(Exercise directions): Make an exact copy of the entries, and keep any pictures out of it.

++++ Records for the task

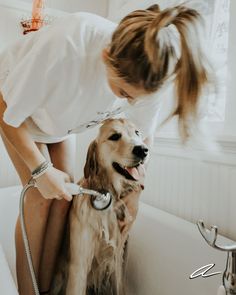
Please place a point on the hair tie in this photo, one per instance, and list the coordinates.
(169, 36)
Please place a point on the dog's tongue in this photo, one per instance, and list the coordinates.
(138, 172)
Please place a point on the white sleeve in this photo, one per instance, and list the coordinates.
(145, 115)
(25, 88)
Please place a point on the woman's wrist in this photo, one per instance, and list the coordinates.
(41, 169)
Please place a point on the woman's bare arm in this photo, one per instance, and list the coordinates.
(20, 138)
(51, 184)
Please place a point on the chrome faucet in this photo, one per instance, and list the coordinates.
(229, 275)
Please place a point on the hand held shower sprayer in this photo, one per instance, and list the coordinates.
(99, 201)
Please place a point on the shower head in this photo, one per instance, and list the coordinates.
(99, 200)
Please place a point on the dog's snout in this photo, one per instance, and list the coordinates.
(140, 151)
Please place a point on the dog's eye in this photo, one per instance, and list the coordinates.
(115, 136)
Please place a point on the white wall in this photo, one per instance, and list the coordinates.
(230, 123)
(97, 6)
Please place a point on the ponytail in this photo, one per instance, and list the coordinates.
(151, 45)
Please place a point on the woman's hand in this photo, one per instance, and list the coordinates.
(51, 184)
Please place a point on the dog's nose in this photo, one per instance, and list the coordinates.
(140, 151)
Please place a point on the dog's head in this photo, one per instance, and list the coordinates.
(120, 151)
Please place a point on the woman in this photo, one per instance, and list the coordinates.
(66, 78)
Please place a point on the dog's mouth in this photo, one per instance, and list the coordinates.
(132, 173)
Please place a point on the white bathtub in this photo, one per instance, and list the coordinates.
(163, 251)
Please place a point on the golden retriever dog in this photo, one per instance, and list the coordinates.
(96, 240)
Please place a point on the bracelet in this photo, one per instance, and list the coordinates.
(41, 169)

++++++++

(Solution):
Please place a point on the hair tie in this photo, one per instance, and list the coordinates.
(169, 36)
Please place a point on the dog's tongue in this photo, one per instance, and list the coordinates.
(138, 172)
Please place a point on the white sleeve in this photo, one per instance, and list the coordinates.
(145, 115)
(25, 88)
Please place a point on the woman's wrist in this photo, one per instance, and list the coordinates.
(41, 169)
Please place a point on the woman's bare arm in this photo, one per instance, and list the coordinates.
(20, 138)
(51, 184)
Please place a point on the chrome faucet in this photo, one per instance, and list the coordinates.
(229, 275)
Please place a point on the hand held shower sprayer in this photo, one per instance, and list the coordinates.
(99, 201)
Please place a point on the shower head in this photo, one per instance, and list the coordinates.
(99, 200)
Please place a point on the dog's snout in this photo, one per instance, and list the coordinates.
(140, 151)
Please place a point on the dog's eye in this photo, one per instance, and list the coordinates.
(115, 136)
Please place a point on the white wall in this photo, one per instance, and list the coordinates.
(230, 123)
(97, 6)
Please place a point on the ponytail in this photo, one per instance, and list the coordinates.
(151, 45)
Please place a point on the woman's hand in this photo, one per instance, and list the coordinates.
(51, 184)
Please place a point on the dog's nose in this photo, one per instance, and list the coordinates.
(140, 151)
Please place a point on the dog's head in this photo, one per instance, and list the coordinates.
(120, 151)
Please place a point on the woman in this photo, one per instance, and list the coordinates.
(66, 78)
Please place a point on the dog's mouth in this photo, one per instance, and list the coordinates.
(132, 173)
Please place a point on the white bathtub in this photo, one per instance, and list the coordinates.
(163, 251)
Please place a point on the golden retriever dog in this photo, one per instance, and list the coordinates.
(96, 240)
Please place a point on the bracelet in this photo, one per instance, and list the coordinates.
(41, 169)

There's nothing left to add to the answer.